Stored data entries:
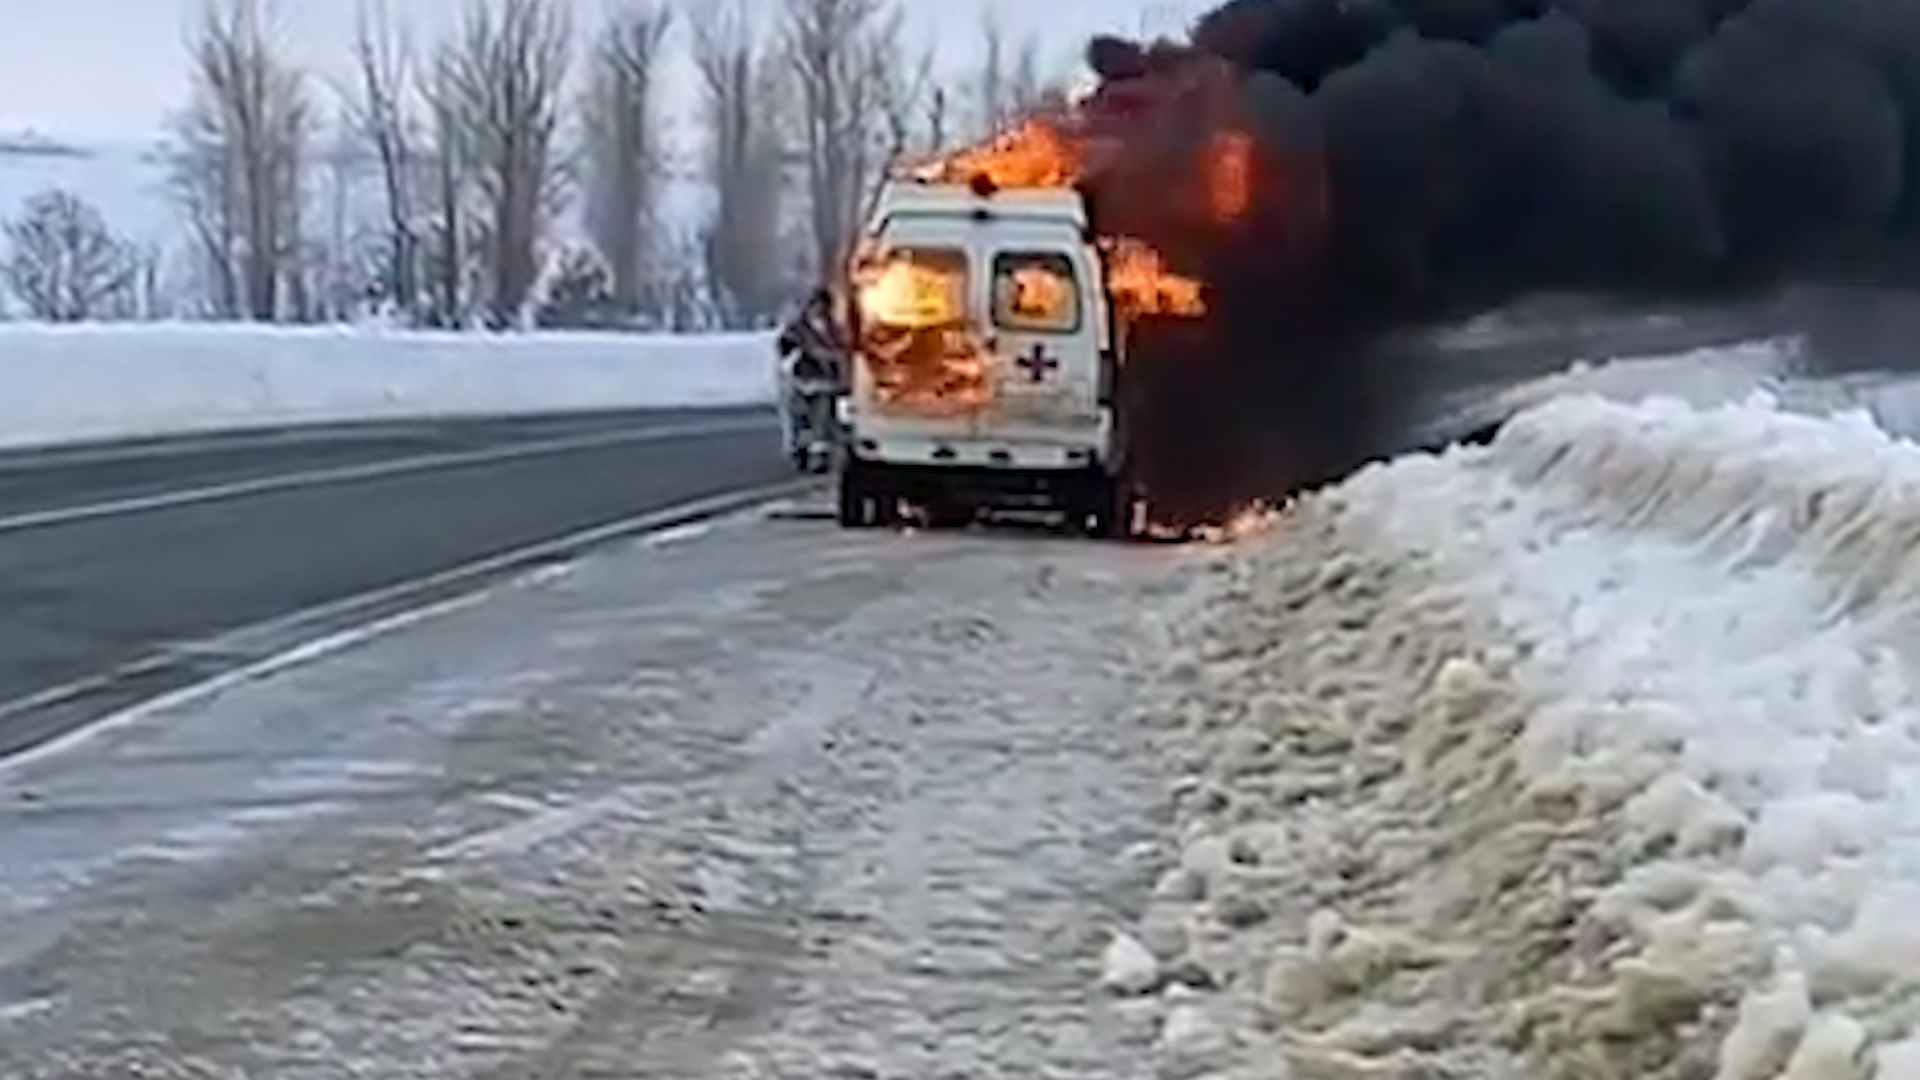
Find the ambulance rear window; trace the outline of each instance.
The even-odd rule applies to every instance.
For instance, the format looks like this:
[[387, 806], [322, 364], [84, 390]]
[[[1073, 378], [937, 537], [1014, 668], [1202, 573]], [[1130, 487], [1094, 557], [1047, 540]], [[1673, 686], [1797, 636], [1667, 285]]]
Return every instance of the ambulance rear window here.
[[1057, 251], [1003, 251], [993, 259], [993, 321], [1003, 330], [1071, 334], [1080, 329], [1080, 283]]
[[856, 275], [862, 317], [896, 329], [960, 322], [967, 312], [967, 254], [903, 247], [864, 262]]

_What you will do_. Given the records above, return exactly the lines starting at the line containing "The even-odd rule applies to every instance." and ending at the line containing "636], [1667, 285]]]", including both.

_Result of this exercise_.
The even-odd rule applies to every instance.
For instance, the format looks like this:
[[387, 806], [322, 364], [84, 390]]
[[[1073, 378], [937, 537], [1014, 668], [1202, 573]], [[1130, 487], [1094, 557], [1047, 540]], [[1673, 686], [1797, 636], [1667, 285]]]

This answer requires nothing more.